## SET OF TASKS
A - From the text on the Visique Whakatāne placement, list each benefit that Honorary Teaching Fellow status gives mentoring optometrists.
B - Write the next part of the text on the Visique Whakatāne placement, continuing from its final sentence.

## EXERCISE TEXT
From left: Michael White (Visique Whakatane), Sushmita Chinchankar (BOptom student) and Ian Finch (Visique Whakatane)
Last month’s newsletter introduced the Rural Health Interprofessional Programme (RHIP) and SOVS’ first engagement with this initiative by sending BOptom student Sushmita Chinchankar to participate (click here for that story). Sushmita’s RHIP placement was with the highly experienced Ian Finch and Michael White at Visique Whakatāne.
The partnership with RHIP might be new, but Ian and Michael have been mentoring students for more than 20 years. Ian has been an Optometrist for more than 30 years, first in England and since 1991 as co-owner and partner at Visique Whakatāne, and has been an Honorary Teaching Fellow (HTF) with the School of Optometry and Vision Science since this position was created in 2016. Honorary Teaching Fellows are representatives of the practices around New Zealand and Australia who host BOptom students for placements or externships during their final year. In 2018 alone the School welcomed 32 new honorary optometry staff to its ranks. Honorary Teaching Fellow status enables mentoring optometrists to access valuable online library resources at the University of Auckland, to enjoy discounted attendance at School of Optometry & Vision Science events such as the SOVS conference, and to receive occasional podcasts of interesting guest lectures.

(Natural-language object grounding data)

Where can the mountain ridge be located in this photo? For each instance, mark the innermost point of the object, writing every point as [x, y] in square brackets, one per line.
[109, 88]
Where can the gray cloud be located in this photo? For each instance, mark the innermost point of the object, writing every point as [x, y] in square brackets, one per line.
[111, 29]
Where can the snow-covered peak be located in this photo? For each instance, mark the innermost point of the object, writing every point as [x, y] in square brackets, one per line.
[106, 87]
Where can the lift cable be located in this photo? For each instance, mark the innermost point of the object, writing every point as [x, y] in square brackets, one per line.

--

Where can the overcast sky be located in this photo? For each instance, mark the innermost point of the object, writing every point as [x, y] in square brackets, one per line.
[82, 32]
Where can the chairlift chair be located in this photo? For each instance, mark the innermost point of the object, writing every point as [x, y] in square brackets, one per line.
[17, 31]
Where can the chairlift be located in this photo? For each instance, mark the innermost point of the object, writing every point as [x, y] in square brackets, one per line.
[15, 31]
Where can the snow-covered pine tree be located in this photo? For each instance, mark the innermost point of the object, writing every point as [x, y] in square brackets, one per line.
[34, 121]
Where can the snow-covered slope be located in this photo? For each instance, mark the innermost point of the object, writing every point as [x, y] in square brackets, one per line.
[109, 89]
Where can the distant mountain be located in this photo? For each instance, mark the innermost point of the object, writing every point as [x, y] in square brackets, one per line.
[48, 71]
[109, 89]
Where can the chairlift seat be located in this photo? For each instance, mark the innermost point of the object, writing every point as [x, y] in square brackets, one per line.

--

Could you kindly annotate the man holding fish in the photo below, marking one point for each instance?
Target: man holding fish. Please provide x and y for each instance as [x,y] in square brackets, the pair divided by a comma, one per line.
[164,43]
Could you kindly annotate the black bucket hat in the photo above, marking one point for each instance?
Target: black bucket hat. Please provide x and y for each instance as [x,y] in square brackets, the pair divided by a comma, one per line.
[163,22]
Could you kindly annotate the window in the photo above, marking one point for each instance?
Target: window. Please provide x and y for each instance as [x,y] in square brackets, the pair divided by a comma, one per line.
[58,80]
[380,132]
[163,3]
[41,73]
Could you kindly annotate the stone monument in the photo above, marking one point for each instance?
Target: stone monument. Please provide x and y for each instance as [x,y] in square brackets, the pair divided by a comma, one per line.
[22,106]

## ANSWERS FOR THE TASKS
A -
- Access to valuable online library resources at the University of Auckland
- Discounted attendance at School of Optometry & Vision Science events such as the SOVS conference
- Occasional podcasts of interesting guest lectures

B -
We asked Ian what he enjoys most about teaching. For him there is no downside to mentoring bright, young students who keep you up to date with research in optometry, challenge your ways of thinking and bring new ideas into the practice. While people might find the idea of teaching and being responsible for a student frightening, for Ian it is a way to introduce them to the reality of being an optometrist in rural New Zealand. There are specific challenges which come with running a rural practice. An optometrist has to be a specialist in all areas and to be able to triage problems to other medical practitioners. Ian will look at the whole person, not just the eyes. “A person is coming in with a pair of eyes. Not a pair of eyes on a person.” In fact this is where he sees the biggest challenge for young students from mainly urban backgrounds: they are missing a broad experience with different lifestyles.
When asked what he would say to a reluctant mentor, Ian responded with: “Kids don’t take a lot of time and they are inspiring. This is a great chance to show them how the real world works and it keeps you young and informed. Open your mind to a broader kind of thinking!”